§ **TASK TO CARRY OUT**
Copy out all of the data word for word. Omit every picture.

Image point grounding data
────────────────

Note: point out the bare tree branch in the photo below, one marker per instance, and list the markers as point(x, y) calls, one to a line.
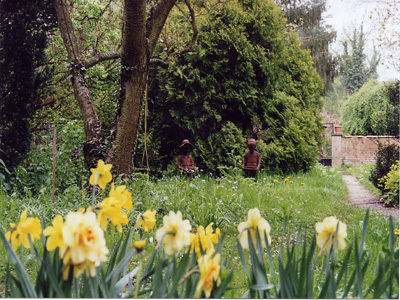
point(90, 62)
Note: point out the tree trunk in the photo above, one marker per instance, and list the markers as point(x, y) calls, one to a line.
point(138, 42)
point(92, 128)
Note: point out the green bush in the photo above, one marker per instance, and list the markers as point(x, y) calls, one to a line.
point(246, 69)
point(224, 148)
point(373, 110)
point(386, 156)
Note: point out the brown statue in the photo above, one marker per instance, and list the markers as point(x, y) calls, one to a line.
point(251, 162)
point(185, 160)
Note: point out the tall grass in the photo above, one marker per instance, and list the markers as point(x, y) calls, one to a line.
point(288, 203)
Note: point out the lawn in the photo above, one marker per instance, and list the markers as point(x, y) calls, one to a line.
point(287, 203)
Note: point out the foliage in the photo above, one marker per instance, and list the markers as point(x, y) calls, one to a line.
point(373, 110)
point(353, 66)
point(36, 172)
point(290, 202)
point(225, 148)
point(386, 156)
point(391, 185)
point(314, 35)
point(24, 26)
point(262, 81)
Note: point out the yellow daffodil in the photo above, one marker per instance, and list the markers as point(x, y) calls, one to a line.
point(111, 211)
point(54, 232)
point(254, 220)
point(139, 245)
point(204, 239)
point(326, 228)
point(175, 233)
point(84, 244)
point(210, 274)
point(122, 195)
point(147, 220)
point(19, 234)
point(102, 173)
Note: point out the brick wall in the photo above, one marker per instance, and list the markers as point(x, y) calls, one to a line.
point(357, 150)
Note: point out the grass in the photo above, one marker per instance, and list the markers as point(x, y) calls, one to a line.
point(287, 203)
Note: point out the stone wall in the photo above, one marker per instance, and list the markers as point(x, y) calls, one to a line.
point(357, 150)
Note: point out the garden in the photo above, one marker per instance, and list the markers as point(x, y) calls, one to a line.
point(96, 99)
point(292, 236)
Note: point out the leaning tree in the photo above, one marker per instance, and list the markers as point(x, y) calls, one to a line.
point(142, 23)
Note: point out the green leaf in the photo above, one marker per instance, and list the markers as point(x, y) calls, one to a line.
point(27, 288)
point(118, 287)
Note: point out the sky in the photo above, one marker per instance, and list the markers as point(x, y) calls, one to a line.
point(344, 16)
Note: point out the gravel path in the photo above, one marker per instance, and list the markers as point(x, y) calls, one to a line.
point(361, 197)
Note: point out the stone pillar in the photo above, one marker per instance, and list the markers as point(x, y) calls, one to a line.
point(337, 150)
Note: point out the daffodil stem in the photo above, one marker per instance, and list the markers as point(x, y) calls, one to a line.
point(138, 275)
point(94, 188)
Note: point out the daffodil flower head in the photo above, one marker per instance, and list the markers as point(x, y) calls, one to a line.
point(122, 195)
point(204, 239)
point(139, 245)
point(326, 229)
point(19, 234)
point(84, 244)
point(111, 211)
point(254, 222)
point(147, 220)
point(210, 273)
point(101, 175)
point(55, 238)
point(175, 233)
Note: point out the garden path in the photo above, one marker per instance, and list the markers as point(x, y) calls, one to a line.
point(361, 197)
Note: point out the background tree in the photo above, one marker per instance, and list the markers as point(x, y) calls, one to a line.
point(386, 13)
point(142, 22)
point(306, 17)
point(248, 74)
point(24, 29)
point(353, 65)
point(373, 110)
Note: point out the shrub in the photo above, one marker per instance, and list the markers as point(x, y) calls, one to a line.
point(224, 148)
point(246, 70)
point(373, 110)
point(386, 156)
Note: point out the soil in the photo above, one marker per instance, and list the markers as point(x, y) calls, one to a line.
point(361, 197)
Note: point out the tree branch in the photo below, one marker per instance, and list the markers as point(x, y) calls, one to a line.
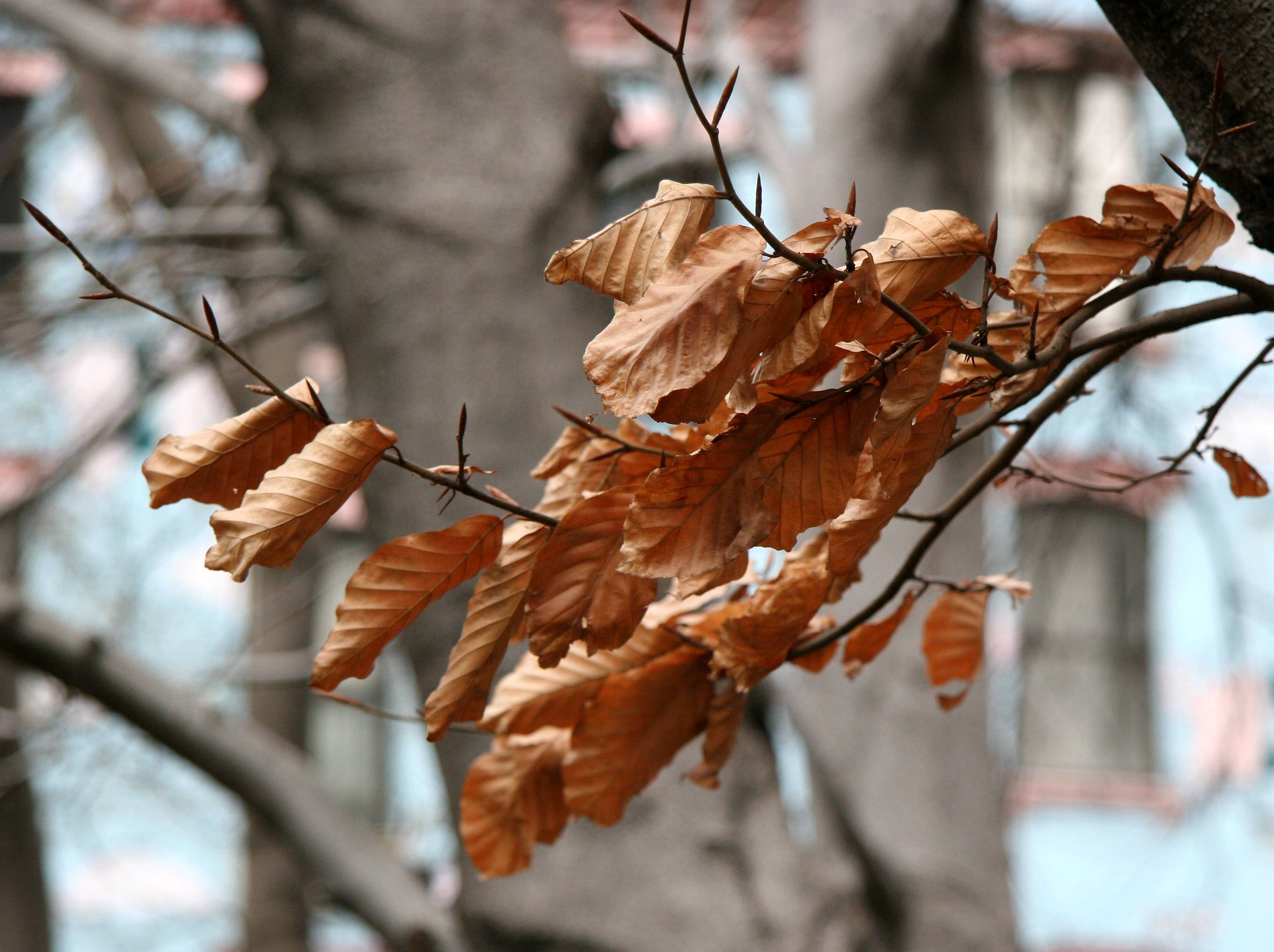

────────────────

§ **EXERCISE RESULT**
Note: point out the bare tree branch in the photo below, one marker per instance, and list the markers as point(x, y) calls, one to a line.
point(90, 62)
Note: point out the tree trunk in the photo above, one marker per instance, and list the markers as point(x, y) calls, one to a line.
point(138, 42)
point(92, 128)
Note: point out the green bush in the photo above, one marker per instance, and list the markers as point(x, y) calls, one to a line.
point(246, 69)
point(224, 148)
point(373, 110)
point(386, 156)
Note: point out the brown statue in the photo above, one marker per instance, and list the markers as point(x, y) calls, one to a line.
point(251, 162)
point(185, 160)
Note: point out the tall grass in the photo above, one marker per instance, and list the markers as point(x, y) calls, one to a line.
point(288, 203)
Note: point out the lawn in the photo above, one marker per instance, and list the markers as point(x, y) calls, one to a line.
point(287, 203)
Note: point out the foliage in the photo above, one marker per instance, and list the markers as point(x, y) calls, one to a line.
point(373, 110)
point(353, 66)
point(36, 172)
point(290, 202)
point(225, 148)
point(386, 156)
point(391, 185)
point(314, 35)
point(24, 26)
point(262, 81)
Note: point out the yellow daffodil in the photo above, one marker per instance, and list the markers as point(x, y) calls, one to a line.
point(111, 211)
point(54, 232)
point(254, 220)
point(139, 245)
point(204, 239)
point(326, 228)
point(175, 233)
point(84, 244)
point(210, 274)
point(122, 195)
point(147, 220)
point(19, 234)
point(102, 173)
Note: point out the brick wall in the photo above, one marker per instance, and list the markers as point(x, y) calls, one to a line.
point(357, 150)
Note: point out the grass in the photo above, one marker per instance, and list the markers as point(x, y) calls, one to a line.
point(287, 203)
Note: point out the stone wall in the photo above, one marker per instance, and list the markers as point(x, y) calls, one to a line.
point(357, 150)
Note: point out the garden in the photo above, one marker per instance, and list the markers as point(x, y) calls, one to a line.
point(96, 99)
point(292, 236)
Note: point out the leaning tree in the photo above, one marker per instance, and list the markers as point(x, y) calls, one to a line.
point(142, 23)
Note: point out the green leaf in the photo above, one marker per instance, and list the markers as point(x, y) calls, one to a line.
point(27, 288)
point(118, 287)
Note: point out the sky in the photo above, one marker per instance, and list the markers as point(x, y) calls, one to a line.
point(344, 16)
Note: point out the gravel path in the photo above, one marker per instance, and list the markers as point(x, y) calls, one to a line.
point(361, 197)
Note: point out the stone pillar in the photo above, one marker per instance, and list the markers as point(x, y) calls, one to a line.
point(337, 150)
Note: point out the daffodil stem in the photo above, one marker per instance, and list the markers as point(x, y) calls, one to a line.
point(138, 275)
point(94, 188)
Note: point out the daffodil flower head in the photo above, one marker per instance, and list the markers as point(x, y) calls, one to a line.
point(122, 195)
point(204, 239)
point(139, 245)
point(326, 229)
point(19, 234)
point(84, 244)
point(111, 211)
point(254, 222)
point(147, 220)
point(210, 273)
point(101, 175)
point(55, 238)
point(175, 233)
Note: point out the garden path in the photo above, one marker per instance, and list the markers as point(x, y) calls, one to a line.
point(361, 197)
Note: point out the background tree in the photo above, one marker per instance, and list the markers as point(x, y) calls, one to a line.
point(386, 13)
point(142, 22)
point(306, 17)
point(248, 74)
point(24, 29)
point(353, 65)
point(373, 110)
Note: point out the shrub in the photo above, one marker per instance, and list the markers as point(x, y) calls, one to a line.
point(224, 148)
point(246, 70)
point(373, 110)
point(386, 156)
Note: point out the soil in the photo above, one marker per instance, and list the markers as point(x, y) calls, one to a line.
point(361, 197)
Note: point out the tree branch in the photo below, one marker per instance, and list the markers as point(x, y) calls, one to a line.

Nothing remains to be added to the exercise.